Goal.
Rewrite the part of the data that opens with the line containing "of the light" and closes with the line containing "(1077, 280)", keeping every line, and move each answer coordinate by adding 135 to it.

** Start Data extract **

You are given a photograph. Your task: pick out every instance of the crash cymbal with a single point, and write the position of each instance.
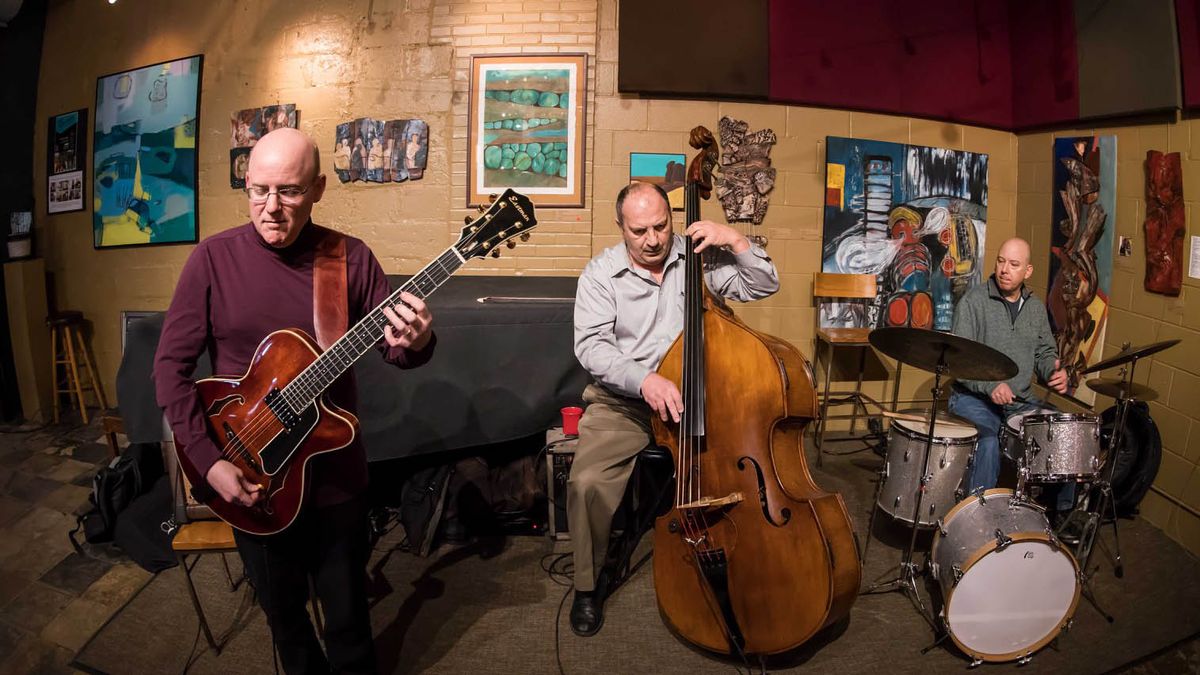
(1116, 388)
(965, 359)
(1129, 353)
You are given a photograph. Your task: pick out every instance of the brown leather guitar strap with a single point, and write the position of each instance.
(330, 317)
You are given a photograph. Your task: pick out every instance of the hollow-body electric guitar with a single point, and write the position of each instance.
(276, 417)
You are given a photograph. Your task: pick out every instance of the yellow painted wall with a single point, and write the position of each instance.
(1135, 315)
(411, 58)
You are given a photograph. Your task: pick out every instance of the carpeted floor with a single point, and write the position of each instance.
(491, 608)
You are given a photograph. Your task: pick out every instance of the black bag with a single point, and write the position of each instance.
(114, 487)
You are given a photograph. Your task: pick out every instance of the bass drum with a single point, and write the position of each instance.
(1008, 587)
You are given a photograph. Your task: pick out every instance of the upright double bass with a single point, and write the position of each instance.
(753, 557)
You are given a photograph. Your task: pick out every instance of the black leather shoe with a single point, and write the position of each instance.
(587, 614)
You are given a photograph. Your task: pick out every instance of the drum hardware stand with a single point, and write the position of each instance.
(906, 571)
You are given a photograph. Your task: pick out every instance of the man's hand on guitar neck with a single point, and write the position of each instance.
(229, 482)
(409, 326)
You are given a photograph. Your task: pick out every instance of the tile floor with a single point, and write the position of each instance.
(53, 599)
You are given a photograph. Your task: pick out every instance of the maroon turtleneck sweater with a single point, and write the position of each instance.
(233, 292)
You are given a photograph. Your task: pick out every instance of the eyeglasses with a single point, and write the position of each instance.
(287, 195)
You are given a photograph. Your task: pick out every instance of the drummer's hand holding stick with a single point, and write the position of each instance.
(1057, 378)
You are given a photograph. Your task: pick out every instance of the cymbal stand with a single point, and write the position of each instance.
(906, 571)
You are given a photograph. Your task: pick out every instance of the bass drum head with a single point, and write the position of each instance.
(1013, 602)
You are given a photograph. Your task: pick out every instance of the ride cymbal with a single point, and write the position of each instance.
(965, 359)
(1131, 353)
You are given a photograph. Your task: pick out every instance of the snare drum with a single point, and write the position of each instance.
(954, 442)
(1054, 447)
(1007, 584)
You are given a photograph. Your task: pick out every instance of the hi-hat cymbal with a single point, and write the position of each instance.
(965, 359)
(1115, 388)
(1128, 354)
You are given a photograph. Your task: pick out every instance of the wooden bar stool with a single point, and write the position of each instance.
(67, 347)
(861, 287)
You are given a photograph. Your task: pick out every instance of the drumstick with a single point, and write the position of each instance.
(907, 417)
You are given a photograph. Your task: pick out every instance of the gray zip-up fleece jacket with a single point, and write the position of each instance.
(982, 316)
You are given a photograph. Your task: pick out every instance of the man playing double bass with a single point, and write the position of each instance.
(629, 309)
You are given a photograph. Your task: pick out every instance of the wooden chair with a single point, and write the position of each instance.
(196, 539)
(845, 287)
(201, 532)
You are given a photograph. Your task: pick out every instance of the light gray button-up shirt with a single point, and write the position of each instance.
(625, 322)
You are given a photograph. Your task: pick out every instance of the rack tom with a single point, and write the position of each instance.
(1054, 447)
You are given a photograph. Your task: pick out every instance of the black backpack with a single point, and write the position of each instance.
(114, 487)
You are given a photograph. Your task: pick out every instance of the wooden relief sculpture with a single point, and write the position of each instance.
(1164, 222)
(1077, 280)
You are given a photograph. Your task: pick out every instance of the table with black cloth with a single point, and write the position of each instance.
(502, 371)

** End Data extract **

Solution to this problem.
You are given a photograph. Your task: pick out every instance of the light gray button-up shirt with a single point, and write the position of each instance.
(760, 457)
You are given a photograph. Your task: pick out every instance of the rack tom with a single point, and write the position of each instance.
(1189, 582)
You are given a photograph. Your task: pick out every instance of the black backpack with a single point, and write the position of each instance.
(249, 622)
You are given a photograph. Your task: pick out every instance of the wooden relief sculpture with a single point, and write the position of each instance.
(1299, 357)
(1212, 415)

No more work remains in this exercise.